◆ EXERCISE MATERIAL:
___

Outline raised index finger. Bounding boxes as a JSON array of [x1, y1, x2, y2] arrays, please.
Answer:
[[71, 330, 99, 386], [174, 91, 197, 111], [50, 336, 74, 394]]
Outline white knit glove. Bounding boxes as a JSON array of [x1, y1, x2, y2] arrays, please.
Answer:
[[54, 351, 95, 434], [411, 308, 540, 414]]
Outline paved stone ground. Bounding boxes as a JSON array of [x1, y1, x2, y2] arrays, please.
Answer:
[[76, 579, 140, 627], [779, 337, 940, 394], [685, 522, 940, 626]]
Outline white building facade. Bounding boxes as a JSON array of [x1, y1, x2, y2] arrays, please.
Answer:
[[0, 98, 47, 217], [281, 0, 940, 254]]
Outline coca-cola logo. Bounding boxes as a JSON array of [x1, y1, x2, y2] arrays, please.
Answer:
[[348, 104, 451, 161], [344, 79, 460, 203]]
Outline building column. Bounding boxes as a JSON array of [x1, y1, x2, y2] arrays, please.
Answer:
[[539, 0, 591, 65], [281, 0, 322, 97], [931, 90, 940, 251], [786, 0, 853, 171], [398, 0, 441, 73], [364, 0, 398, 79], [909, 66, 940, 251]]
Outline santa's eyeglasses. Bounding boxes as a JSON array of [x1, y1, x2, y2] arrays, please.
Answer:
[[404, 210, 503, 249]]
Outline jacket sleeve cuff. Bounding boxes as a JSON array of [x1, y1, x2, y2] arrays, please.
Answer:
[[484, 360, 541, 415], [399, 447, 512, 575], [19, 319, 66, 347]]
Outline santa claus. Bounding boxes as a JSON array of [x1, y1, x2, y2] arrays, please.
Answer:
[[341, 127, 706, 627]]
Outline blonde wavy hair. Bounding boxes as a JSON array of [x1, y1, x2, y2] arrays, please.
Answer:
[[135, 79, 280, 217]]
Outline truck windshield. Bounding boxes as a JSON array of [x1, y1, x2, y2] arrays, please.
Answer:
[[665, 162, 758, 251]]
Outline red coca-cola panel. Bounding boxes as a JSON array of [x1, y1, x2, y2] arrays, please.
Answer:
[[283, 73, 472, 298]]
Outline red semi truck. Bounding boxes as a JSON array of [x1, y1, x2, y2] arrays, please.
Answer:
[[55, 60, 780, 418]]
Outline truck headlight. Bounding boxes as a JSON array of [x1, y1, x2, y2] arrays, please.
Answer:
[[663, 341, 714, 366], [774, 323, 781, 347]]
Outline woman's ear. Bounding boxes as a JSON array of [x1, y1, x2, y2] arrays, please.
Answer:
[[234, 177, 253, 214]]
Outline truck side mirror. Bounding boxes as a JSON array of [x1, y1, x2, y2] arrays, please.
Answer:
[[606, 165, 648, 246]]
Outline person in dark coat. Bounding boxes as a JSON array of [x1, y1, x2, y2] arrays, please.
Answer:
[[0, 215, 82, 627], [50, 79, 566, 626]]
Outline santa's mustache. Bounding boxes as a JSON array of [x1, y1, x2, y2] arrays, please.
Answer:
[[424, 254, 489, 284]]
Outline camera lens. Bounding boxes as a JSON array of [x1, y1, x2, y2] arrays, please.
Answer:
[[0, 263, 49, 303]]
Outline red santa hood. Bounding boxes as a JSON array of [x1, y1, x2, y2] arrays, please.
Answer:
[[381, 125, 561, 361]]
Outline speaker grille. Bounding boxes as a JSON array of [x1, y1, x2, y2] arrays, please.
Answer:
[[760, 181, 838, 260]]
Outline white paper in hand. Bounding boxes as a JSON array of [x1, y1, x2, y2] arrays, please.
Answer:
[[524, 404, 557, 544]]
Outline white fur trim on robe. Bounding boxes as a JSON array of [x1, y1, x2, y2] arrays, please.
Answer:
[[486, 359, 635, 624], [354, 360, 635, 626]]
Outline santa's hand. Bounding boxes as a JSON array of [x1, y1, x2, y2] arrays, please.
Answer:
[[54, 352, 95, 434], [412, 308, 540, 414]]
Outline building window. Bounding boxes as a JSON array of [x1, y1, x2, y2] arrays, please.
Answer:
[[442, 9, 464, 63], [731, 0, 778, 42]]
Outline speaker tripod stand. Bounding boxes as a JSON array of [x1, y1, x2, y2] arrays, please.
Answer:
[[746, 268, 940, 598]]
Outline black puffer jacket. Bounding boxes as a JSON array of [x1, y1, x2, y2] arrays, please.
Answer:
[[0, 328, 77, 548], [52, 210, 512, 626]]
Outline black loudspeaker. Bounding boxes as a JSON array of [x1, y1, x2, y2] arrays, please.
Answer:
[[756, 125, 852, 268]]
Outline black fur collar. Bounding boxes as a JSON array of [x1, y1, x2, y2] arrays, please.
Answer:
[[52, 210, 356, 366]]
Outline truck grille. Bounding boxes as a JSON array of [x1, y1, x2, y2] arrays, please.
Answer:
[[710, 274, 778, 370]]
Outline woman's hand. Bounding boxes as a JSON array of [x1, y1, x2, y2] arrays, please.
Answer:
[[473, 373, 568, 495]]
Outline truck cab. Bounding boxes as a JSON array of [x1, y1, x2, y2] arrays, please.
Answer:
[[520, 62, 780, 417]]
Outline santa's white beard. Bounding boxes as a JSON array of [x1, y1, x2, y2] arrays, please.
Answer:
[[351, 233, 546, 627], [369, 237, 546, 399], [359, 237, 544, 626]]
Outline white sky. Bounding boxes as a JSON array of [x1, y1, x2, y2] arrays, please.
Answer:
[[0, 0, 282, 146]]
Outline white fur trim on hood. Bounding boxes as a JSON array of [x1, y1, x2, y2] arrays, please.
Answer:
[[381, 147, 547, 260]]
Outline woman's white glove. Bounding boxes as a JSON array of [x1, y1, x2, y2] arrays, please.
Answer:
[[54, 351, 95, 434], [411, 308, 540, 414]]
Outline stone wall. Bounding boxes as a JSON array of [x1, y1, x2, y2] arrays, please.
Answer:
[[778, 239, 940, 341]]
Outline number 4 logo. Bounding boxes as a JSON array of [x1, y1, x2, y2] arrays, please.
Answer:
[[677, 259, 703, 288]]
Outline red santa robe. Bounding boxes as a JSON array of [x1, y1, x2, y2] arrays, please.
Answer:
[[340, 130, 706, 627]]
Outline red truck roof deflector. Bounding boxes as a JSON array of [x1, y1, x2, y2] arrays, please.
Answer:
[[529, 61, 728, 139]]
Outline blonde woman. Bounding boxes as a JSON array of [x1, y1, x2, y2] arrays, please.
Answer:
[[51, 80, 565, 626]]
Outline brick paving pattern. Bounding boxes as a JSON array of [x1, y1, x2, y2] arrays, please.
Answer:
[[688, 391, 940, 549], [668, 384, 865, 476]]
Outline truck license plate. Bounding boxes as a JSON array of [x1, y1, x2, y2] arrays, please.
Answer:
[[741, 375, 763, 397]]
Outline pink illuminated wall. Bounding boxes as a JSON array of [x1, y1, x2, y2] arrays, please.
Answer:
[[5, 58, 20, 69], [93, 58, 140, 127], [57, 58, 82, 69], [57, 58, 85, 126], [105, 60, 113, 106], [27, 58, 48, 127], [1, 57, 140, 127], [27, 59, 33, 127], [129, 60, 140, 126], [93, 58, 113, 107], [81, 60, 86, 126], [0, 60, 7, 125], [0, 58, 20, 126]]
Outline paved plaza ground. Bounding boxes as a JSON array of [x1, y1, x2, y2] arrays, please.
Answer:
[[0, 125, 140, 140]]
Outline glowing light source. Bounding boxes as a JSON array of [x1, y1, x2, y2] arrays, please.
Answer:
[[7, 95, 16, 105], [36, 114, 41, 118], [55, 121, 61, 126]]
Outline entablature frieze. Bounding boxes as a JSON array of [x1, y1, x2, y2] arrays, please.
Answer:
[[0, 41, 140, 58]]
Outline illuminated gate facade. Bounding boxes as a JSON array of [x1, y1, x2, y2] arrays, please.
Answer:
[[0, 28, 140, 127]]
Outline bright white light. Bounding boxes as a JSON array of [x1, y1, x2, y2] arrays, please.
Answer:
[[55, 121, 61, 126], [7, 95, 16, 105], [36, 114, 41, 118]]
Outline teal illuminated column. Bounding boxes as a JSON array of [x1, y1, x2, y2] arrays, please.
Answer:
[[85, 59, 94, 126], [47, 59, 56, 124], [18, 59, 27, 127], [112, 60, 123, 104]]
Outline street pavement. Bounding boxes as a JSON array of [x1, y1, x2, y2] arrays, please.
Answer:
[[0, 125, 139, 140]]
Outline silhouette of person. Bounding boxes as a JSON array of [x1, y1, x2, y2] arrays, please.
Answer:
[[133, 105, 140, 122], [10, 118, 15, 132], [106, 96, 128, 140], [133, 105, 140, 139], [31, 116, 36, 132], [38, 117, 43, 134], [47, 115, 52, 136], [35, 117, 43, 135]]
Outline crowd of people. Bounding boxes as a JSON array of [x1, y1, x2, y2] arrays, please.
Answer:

___

Lines that hold the word "trim" are the ones to copy from the entries above.

◆ SOLUTION FOR THIS EXERCISE:
Outline white fur trim on robe. Bounding boxes as a JSON array of [x1, y1, x2, y2] arrays, please.
Outline white fur trim on hood. Bounding boxes as a JSON array of [x1, y1, x2, y2] arrays, please.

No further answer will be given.